### Job item
Could you copy the items below word for word, starting at their very first line and ending with the line that contains "negative clicks: (1891, 1048) (1879, 1009)", including that line?

★ ★ ★ ★ ★

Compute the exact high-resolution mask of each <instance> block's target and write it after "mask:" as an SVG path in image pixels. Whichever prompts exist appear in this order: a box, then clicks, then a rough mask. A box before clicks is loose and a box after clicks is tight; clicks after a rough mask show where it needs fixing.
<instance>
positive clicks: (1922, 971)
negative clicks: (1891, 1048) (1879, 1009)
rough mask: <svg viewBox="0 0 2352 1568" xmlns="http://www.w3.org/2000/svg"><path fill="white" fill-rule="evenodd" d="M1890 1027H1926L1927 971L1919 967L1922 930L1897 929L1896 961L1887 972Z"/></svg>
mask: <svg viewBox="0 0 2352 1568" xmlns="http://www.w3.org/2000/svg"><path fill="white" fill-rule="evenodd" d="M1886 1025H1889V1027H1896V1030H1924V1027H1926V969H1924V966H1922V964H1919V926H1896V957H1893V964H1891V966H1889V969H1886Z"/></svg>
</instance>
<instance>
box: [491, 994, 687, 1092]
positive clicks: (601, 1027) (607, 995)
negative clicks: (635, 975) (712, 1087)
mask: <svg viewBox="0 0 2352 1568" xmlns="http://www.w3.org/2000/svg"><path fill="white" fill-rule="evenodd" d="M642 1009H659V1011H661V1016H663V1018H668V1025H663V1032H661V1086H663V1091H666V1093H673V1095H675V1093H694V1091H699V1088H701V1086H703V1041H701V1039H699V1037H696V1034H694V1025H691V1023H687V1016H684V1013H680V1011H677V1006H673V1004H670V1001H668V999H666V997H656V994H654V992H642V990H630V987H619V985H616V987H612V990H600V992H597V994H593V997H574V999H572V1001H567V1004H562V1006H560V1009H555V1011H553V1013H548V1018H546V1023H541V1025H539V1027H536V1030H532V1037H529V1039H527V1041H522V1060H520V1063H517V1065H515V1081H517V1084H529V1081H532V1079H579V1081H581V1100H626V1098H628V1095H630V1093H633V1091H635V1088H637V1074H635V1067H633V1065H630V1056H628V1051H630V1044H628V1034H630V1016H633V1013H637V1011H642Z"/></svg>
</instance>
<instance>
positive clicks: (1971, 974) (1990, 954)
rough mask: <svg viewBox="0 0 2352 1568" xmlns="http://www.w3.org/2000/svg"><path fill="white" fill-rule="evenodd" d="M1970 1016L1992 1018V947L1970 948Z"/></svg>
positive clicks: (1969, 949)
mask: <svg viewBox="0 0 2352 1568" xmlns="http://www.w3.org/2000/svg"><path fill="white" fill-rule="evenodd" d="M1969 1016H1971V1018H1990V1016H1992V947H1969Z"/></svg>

★ ★ ★ ★ ★

### Output of the exercise
Compute the exact high-resolution mask of each <instance> block's target and write it after "mask:" as an SVG path in image pixels. Whichever prompts exist appear in this order: a box, then clicks, then a rough mask. A box before clicks is loose and a box after clicks is tight; clicks after a rough mask show where it needs fixing.
<instance>
positive clicks: (1922, 971)
negative clicks: (1891, 1048) (1879, 1009)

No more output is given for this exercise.